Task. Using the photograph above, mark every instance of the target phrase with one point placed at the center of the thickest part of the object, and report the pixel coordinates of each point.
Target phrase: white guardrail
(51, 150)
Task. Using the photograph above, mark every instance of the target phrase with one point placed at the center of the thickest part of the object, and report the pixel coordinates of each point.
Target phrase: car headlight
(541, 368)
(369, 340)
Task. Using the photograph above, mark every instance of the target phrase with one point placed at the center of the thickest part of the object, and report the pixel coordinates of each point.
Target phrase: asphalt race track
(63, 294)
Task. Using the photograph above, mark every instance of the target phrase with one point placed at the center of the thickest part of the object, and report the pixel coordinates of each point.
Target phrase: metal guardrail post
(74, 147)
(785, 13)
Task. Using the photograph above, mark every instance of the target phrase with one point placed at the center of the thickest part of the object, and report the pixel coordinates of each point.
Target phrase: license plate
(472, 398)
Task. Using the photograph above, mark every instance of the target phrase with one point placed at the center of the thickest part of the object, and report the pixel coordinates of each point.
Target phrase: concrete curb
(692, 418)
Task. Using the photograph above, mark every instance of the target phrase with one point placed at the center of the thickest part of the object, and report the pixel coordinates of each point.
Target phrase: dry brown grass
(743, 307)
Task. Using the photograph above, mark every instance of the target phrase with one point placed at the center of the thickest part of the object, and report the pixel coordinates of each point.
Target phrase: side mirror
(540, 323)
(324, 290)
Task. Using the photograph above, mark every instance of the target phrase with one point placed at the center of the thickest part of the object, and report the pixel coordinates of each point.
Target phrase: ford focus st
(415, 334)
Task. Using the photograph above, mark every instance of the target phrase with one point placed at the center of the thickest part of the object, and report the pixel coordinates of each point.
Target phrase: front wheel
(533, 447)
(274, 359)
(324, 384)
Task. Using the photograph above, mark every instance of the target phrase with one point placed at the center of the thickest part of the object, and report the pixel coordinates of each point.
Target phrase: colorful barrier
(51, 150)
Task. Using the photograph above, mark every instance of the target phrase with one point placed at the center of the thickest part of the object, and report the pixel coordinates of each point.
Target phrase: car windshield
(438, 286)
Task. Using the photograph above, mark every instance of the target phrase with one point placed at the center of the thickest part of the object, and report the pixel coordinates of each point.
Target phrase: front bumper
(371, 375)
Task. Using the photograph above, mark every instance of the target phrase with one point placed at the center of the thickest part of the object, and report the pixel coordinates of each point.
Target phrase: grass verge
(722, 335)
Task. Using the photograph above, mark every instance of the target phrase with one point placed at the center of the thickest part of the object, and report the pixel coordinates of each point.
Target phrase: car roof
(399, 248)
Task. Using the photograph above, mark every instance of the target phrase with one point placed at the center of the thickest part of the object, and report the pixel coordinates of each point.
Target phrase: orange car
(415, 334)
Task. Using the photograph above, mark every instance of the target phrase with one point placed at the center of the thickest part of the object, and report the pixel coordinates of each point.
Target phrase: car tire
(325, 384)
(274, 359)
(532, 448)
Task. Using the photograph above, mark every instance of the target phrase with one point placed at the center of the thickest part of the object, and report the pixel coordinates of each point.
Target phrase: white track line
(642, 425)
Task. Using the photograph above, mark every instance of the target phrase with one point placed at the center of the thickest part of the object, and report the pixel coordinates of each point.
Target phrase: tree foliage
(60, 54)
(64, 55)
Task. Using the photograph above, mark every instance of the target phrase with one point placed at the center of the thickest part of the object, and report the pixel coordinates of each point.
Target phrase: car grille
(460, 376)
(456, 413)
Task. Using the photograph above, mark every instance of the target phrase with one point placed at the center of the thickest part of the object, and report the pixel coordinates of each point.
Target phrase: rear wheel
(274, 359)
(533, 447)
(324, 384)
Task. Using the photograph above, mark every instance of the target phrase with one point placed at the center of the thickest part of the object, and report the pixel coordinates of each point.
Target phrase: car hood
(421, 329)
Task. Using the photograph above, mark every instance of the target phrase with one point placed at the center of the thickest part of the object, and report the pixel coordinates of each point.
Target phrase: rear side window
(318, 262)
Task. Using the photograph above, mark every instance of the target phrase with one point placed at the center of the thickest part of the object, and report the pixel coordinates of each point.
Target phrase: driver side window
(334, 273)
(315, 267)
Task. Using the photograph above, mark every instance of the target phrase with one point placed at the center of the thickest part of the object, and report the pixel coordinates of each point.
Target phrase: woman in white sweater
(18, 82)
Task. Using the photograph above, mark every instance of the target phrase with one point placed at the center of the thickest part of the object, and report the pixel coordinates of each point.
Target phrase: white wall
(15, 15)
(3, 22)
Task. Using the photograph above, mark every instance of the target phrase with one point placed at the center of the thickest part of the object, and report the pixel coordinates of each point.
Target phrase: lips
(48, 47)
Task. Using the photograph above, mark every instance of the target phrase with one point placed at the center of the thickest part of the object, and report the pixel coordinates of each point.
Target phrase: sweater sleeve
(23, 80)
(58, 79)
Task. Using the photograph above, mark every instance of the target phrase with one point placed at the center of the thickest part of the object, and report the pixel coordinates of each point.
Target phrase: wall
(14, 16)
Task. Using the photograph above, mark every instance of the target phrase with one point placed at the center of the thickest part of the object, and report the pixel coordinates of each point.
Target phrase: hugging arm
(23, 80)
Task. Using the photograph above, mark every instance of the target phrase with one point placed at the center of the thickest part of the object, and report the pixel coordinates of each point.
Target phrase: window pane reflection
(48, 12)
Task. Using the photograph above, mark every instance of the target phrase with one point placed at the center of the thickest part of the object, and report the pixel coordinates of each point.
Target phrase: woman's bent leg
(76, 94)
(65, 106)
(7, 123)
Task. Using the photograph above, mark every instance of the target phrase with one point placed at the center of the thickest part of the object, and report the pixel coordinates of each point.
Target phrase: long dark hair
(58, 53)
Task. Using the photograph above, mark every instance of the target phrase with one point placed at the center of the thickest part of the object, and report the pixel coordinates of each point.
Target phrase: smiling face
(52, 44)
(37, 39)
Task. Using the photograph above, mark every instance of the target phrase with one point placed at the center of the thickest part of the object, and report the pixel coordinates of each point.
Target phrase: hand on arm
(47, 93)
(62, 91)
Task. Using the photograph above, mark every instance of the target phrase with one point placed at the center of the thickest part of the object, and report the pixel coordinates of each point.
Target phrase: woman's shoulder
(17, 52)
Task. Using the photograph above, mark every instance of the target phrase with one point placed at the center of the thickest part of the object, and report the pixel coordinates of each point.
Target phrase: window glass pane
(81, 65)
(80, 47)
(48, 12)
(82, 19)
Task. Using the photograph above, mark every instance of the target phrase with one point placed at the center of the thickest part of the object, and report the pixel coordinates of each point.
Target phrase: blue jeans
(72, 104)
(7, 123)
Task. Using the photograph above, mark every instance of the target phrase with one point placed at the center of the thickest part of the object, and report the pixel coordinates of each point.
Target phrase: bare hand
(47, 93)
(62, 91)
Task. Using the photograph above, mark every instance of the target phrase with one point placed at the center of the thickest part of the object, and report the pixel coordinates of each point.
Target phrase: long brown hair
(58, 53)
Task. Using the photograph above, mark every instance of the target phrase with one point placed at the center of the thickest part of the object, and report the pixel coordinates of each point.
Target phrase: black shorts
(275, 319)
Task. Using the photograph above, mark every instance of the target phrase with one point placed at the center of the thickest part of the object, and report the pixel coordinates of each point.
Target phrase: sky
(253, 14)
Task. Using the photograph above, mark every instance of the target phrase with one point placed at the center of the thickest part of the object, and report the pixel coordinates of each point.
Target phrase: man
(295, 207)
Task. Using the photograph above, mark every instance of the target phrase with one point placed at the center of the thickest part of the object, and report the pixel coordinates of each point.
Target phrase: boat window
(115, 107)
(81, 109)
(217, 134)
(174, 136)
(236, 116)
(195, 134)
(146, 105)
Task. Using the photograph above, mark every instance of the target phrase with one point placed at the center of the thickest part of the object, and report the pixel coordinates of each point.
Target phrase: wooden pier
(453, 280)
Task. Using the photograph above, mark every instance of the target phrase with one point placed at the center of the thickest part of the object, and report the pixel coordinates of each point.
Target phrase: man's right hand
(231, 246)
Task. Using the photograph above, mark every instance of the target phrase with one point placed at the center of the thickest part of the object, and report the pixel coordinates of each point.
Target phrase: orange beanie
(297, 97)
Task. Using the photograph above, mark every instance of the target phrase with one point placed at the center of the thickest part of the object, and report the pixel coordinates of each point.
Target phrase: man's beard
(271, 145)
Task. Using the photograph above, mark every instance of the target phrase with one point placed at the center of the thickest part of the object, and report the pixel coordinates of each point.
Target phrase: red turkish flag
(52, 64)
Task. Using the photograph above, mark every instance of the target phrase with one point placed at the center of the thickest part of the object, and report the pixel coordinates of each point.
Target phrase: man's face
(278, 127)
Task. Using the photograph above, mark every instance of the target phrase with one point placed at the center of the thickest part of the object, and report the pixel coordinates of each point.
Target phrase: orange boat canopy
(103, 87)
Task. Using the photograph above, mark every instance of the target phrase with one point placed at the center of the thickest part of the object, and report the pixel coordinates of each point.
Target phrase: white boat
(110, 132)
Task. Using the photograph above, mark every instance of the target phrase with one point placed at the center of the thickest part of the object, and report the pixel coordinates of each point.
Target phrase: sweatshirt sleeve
══════
List every line of the records above that contains the word "white".

**SOLUTION TO THIS EXERCISE:**
Target phrase: white guardrail
Target phrase: white track line
Target phrase: woman in white sweater
Target phrase: white wall
Target phrase: white boat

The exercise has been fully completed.